Exercise requirements - All entries are to be retyped without alteration.
----- Material for this exercise
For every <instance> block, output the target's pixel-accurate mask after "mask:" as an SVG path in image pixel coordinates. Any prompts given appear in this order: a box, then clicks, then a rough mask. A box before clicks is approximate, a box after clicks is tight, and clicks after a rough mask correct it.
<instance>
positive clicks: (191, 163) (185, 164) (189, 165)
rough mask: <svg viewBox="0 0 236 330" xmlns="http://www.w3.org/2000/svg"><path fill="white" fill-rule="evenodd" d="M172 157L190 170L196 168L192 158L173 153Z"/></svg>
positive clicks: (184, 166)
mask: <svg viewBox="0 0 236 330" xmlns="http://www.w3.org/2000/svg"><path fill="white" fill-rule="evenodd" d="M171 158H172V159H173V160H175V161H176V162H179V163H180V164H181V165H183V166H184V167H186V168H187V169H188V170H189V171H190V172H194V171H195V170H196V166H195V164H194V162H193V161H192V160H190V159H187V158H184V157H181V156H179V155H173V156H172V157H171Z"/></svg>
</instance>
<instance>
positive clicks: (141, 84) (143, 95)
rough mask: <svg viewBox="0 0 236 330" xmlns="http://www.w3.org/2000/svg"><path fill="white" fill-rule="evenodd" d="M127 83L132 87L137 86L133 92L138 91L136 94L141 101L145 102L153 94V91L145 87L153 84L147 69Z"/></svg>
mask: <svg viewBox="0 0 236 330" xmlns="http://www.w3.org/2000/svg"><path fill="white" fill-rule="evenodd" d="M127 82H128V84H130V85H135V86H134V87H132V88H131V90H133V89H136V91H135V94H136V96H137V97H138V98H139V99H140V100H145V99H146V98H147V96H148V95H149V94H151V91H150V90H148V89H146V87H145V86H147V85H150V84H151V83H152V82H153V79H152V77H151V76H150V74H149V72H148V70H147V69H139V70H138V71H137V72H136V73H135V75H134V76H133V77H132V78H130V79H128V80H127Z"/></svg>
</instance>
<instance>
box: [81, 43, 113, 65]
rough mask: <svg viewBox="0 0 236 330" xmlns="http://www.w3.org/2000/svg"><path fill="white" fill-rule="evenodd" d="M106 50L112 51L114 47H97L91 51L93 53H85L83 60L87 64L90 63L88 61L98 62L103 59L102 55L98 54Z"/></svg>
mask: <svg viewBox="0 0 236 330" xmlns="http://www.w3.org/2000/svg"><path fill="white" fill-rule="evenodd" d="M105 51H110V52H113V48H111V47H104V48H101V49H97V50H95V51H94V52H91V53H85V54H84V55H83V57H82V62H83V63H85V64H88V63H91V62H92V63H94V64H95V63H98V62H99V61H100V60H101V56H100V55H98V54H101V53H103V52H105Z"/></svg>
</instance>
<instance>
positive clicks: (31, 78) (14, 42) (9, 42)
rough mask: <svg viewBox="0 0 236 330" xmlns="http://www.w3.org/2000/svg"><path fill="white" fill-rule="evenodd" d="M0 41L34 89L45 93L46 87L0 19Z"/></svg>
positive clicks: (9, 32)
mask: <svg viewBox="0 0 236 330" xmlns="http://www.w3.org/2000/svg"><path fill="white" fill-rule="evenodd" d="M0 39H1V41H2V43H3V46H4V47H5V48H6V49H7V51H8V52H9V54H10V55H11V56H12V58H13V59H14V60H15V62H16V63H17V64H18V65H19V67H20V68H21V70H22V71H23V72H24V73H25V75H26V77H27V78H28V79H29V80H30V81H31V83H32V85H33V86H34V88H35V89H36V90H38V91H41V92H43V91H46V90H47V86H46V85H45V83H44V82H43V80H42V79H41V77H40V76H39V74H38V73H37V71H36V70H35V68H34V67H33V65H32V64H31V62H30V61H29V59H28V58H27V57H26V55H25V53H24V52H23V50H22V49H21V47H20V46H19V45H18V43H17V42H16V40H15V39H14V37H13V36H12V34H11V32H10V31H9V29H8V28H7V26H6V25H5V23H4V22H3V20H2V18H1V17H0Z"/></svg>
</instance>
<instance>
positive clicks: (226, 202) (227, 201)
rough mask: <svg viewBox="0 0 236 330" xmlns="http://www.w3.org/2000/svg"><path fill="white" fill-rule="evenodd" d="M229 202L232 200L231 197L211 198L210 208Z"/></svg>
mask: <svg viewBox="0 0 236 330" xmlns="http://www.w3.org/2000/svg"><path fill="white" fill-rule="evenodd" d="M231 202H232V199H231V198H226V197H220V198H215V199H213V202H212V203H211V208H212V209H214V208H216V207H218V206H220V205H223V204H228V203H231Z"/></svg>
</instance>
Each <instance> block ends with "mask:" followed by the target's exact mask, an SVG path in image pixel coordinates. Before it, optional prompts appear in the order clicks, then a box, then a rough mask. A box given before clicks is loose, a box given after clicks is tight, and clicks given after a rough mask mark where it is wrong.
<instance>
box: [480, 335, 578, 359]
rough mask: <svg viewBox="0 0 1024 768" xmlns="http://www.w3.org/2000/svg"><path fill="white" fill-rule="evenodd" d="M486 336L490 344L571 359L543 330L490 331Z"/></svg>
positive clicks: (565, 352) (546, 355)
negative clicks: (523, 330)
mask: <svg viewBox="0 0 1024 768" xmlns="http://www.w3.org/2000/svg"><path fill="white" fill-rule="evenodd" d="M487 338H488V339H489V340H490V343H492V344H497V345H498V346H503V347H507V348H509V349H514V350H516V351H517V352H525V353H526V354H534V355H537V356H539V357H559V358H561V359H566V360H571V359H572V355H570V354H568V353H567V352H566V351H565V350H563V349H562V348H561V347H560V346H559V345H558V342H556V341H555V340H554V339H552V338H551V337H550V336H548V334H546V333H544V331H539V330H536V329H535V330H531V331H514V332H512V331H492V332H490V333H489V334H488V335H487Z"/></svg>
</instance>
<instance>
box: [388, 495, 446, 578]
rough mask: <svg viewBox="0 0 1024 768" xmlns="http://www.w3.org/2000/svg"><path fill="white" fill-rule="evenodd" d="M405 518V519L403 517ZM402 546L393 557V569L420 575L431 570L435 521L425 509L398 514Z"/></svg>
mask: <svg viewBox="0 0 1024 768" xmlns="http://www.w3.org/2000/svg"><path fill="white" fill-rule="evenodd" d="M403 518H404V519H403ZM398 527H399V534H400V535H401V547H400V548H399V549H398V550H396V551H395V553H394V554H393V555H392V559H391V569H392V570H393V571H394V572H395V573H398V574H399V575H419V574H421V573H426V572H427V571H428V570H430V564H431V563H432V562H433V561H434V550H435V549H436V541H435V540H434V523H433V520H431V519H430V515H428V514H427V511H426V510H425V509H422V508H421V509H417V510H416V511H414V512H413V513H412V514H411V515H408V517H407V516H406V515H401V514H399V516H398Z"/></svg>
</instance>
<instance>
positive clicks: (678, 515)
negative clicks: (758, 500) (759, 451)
----------
Solution -
For every <instance> block, output the target's pixel-accurate mask after "mask:" as an SVG path in image pixel coordinates. Any prompts given appear in this order: a box, then clicks, then a rough mask. A box before clicks is approximate, a box after clicks is tight, and clicks after a rough mask correct it.
<instance>
positive clicks: (191, 163) (185, 164) (189, 165)
rough mask: <svg viewBox="0 0 236 330" xmlns="http://www.w3.org/2000/svg"><path fill="white" fill-rule="evenodd" d="M172 157L190 170L196 168L192 158L173 153Z"/></svg>
positive clicks: (184, 166)
mask: <svg viewBox="0 0 236 330" xmlns="http://www.w3.org/2000/svg"><path fill="white" fill-rule="evenodd" d="M171 158H172V159H173V160H175V161H176V162H179V163H180V164H181V165H183V166H184V167H186V168H187V169H188V170H189V171H190V172H194V171H195V170H196V166H195V164H194V162H193V161H192V160H190V159H187V158H184V157H181V156H179V155H173V156H172V157H171Z"/></svg>
</instance>
<instance>
positive clicks: (141, 84) (143, 95)
rough mask: <svg viewBox="0 0 236 330" xmlns="http://www.w3.org/2000/svg"><path fill="white" fill-rule="evenodd" d="M127 83L132 87L137 86L133 92L138 91L136 94L141 101L145 102L153 94V91L145 87L153 84L147 69Z"/></svg>
mask: <svg viewBox="0 0 236 330" xmlns="http://www.w3.org/2000/svg"><path fill="white" fill-rule="evenodd" d="M127 82H128V84H130V85H135V86H134V87H132V88H131V90H133V89H136V91H135V94H136V96H137V97H138V98H139V99H140V100H145V99H146V98H147V96H148V95H149V94H151V91H150V90H148V89H146V87H145V86H147V85H150V84H151V83H152V82H153V79H152V77H151V76H150V74H149V72H148V70H147V69H139V70H138V71H137V72H136V73H135V75H134V76H133V77H132V78H130V79H128V80H127Z"/></svg>
</instance>
<instance>
box: [81, 43, 113, 65]
rough mask: <svg viewBox="0 0 236 330" xmlns="http://www.w3.org/2000/svg"><path fill="white" fill-rule="evenodd" d="M106 50L112 51L114 47H97L91 51L93 53H85L83 60L87 64L90 63L88 61L98 62L103 59L102 55L98 54Z"/></svg>
mask: <svg viewBox="0 0 236 330" xmlns="http://www.w3.org/2000/svg"><path fill="white" fill-rule="evenodd" d="M105 51H110V52H113V48H111V47H104V48H101V49H97V50H95V51H94V52H91V53H85V54H84V55H83V57H82V62H83V63H85V64H88V63H91V62H92V63H94V64H95V63H98V62H99V61H100V60H101V56H100V55H98V54H101V53H103V52H105Z"/></svg>
</instance>
<instance>
positive clicks: (31, 78) (14, 42) (9, 42)
rough mask: <svg viewBox="0 0 236 330" xmlns="http://www.w3.org/2000/svg"><path fill="white" fill-rule="evenodd" d="M0 41L34 89L45 93L46 87L0 19Z"/></svg>
positive clicks: (9, 32)
mask: <svg viewBox="0 0 236 330" xmlns="http://www.w3.org/2000/svg"><path fill="white" fill-rule="evenodd" d="M0 39H1V41H2V43H3V46H4V47H5V48H6V49H7V51H8V52H9V54H10V55H11V56H12V58H13V59H14V60H15V62H16V63H17V64H18V65H19V67H20V68H21V70H22V71H23V72H24V73H25V75H26V77H27V78H28V79H29V80H30V81H31V83H32V85H33V86H34V88H35V89H36V90H38V91H41V92H43V91H46V90H47V86H46V85H45V83H44V82H43V80H42V79H41V77H40V76H39V74H38V73H37V71H36V70H35V68H34V67H33V65H32V64H31V62H30V61H29V59H28V58H27V57H26V55H25V53H24V52H23V50H22V49H21V47H20V46H19V45H18V43H17V42H16V40H15V39H14V37H13V36H12V34H11V32H10V31H9V29H8V28H7V26H6V25H5V23H4V22H3V20H2V18H1V17H0Z"/></svg>
</instance>
<instance>
positive clicks: (226, 202) (227, 201)
rough mask: <svg viewBox="0 0 236 330" xmlns="http://www.w3.org/2000/svg"><path fill="white" fill-rule="evenodd" d="M229 202L232 200L231 197L211 198L210 208Z"/></svg>
mask: <svg viewBox="0 0 236 330" xmlns="http://www.w3.org/2000/svg"><path fill="white" fill-rule="evenodd" d="M231 202H232V199H231V198H226V197H220V198H215V199H213V202H212V203H211V208H212V209H214V208H216V207H218V206H220V205H223V204H228V203H231Z"/></svg>
</instance>
Each <instance> block ends with "mask:" followed by the target's exact mask, an SVG path in image pixel coordinates. Before it, optional prompts appear in the order clicks, then a box, then a rough mask. A box given before clicks is loose, a box given after clicks is tight, and clicks given after a rough mask mark where it is wrong.
<instance>
box: [480, 335, 578, 359]
rough mask: <svg viewBox="0 0 1024 768" xmlns="http://www.w3.org/2000/svg"><path fill="white" fill-rule="evenodd" d="M486 336L490 344L571 359L543 330L490 331Z"/></svg>
positive clicks: (565, 352) (546, 355)
negative clicks: (523, 330)
mask: <svg viewBox="0 0 1024 768" xmlns="http://www.w3.org/2000/svg"><path fill="white" fill-rule="evenodd" d="M487 338H488V339H489V340H490V343H492V344H497V345H498V346H503V347H507V348H509V349H514V350H516V351H517V352H525V353H526V354H534V355H537V356H539V357H559V358H561V359H566V360H571V359H572V355H570V354H568V353H567V352H566V351H565V350H563V349H562V348H561V347H560V346H559V345H558V342H556V341H555V340H554V339H552V338H551V337H550V336H548V334H546V333H544V331H539V330H536V329H535V330H531V331H514V332H512V331H492V332H490V333H489V334H488V335H487Z"/></svg>
</instance>
<instance>
box: [388, 495, 446, 578]
rough mask: <svg viewBox="0 0 1024 768" xmlns="http://www.w3.org/2000/svg"><path fill="white" fill-rule="evenodd" d="M405 518V519L403 517ZM402 546L393 557V569L420 575L431 570L435 521L425 509L398 514Z"/></svg>
mask: <svg viewBox="0 0 1024 768" xmlns="http://www.w3.org/2000/svg"><path fill="white" fill-rule="evenodd" d="M403 518H404V519H403ZM398 527H399V534H400V535H401V547H400V548H399V549H398V550H396V551H395V553H394V554H393V555H392V559H391V569H392V570H393V571H394V572H395V573H398V574H399V575H419V574H421V573H426V572H427V571H428V570H430V564H431V563H432V562H433V561H434V550H435V549H436V541H435V540H434V523H433V520H431V519H430V515H428V514H427V511H426V510H425V509H422V508H421V509H417V510H416V511H414V512H413V513H412V514H411V515H408V517H407V516H406V515H401V514H399V516H398Z"/></svg>
</instance>
<instance>
positive clicks: (678, 515)
negative clicks: (758, 500) (759, 451)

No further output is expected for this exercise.